• What this task involves: Write the next part of the news story about the Madison bakery suing its insurer, starting after its last sentence.

A. J. Bayatpour, Reporter, WKOW 27 | April 23, 2020
MADISON (WKOW) — Madison Sourdough, a popular Williamson Street bakery, has filed a lawsuit in federal court against its property insurer. The bakery claims Society Insurance rejected its claim for damages from lost business due to the COVID-19 pandemic and subsequent “safer at home” order in Wisconsin.
“American businesses are going to be experiencing billions and billions of dollars of losses and these same businesses paid a lot of money to have business interruption insurance,” said Tim Burns, the attorney representing Madison Sourdough in the lawsuit.
According to the federal suit, filed in the Eastern District of Wisconsin, Madison Sourdough claims that “in the special property coverage form, Society Insurance did not exclude or limit coverage for losses from viruses.”
Rebecca Kollman, Corporate Marketing Manager for the Fond du Lac-based insurer said Thursday that the company does not comment on ongoing litigation.
“We look forward to a favorable resolution of this situation in the near future,” Kollman said.
Andy Franken, President of the Wisconsin Insurance Alliance, said it is not reasonable to expect property insurers to cover losses related to COVID-19.
“Under the contracts that are vastly used in the industry, virus protection is excluded,” Franken said. “Premiums were not collected to pay for this type of payout.”

• Records supplied:
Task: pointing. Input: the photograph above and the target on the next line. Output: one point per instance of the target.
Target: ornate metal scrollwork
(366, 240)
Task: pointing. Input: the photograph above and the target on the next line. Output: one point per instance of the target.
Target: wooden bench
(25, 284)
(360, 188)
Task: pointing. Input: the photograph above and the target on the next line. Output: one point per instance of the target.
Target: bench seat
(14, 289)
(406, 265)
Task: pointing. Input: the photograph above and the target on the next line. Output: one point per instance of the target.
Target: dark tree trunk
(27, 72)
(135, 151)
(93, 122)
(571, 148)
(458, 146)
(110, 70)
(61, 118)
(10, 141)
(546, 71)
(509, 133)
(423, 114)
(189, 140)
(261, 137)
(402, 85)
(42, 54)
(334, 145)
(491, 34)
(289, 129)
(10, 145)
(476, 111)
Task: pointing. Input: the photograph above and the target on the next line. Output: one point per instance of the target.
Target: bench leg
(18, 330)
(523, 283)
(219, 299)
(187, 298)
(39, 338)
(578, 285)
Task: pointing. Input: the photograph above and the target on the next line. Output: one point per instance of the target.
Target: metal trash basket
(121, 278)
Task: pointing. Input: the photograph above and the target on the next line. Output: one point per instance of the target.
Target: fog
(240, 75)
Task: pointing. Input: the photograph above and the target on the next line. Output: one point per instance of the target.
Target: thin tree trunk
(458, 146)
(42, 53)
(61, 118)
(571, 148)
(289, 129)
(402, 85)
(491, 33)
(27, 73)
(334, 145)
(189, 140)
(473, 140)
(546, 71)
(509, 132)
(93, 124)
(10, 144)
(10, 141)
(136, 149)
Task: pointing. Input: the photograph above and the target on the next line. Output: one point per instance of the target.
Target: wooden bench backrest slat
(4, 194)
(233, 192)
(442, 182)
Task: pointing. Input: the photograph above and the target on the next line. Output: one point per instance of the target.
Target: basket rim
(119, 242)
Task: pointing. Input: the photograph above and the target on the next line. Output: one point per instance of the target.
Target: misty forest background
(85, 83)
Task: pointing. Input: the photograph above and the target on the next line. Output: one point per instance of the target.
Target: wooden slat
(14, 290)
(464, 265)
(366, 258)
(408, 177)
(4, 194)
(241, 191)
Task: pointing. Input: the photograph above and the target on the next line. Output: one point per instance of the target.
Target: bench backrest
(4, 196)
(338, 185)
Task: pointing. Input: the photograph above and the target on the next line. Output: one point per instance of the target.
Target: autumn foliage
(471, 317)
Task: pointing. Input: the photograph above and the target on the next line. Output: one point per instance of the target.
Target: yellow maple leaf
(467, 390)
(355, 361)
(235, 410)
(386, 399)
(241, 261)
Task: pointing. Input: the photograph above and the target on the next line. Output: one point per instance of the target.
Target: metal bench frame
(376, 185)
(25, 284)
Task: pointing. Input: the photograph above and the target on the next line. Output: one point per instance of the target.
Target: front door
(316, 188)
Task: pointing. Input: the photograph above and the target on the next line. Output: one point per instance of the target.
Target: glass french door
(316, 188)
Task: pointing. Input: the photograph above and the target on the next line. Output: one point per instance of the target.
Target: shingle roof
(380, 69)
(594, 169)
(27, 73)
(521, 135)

• Response below:
The lawsuit argues that “contamination” is cause for the insurer to pay out a claim; Burn said COVID-19 constitutes contamination as it resulted in the closure or suspension of business.
Madison Sourdough is currently allowing customers to place orders ahead of time and pick them up on Fridays and Saturdays.
“(Insurers are) not behaving in the way they promised to behave, they aren’t behaving in the way they told regulators their policies worked,” Burns said.
Burns said he is combining the lawsuit with several other similar cases in a Chicago federal court. He said his goal is to help create a large class action case involving numerous businesses and their insurers.
Burns said he suspects the end result will be a large single settlement with insurers funding a payout to each of the plaintiff businesses.
“The defendant, in this case, the insurance companies, will eventually come to the point where they agree to put up X amount of money that ensures their survival but still gives a large portion of these claims paid,” Burns said. “And that’s likely what will happen here.”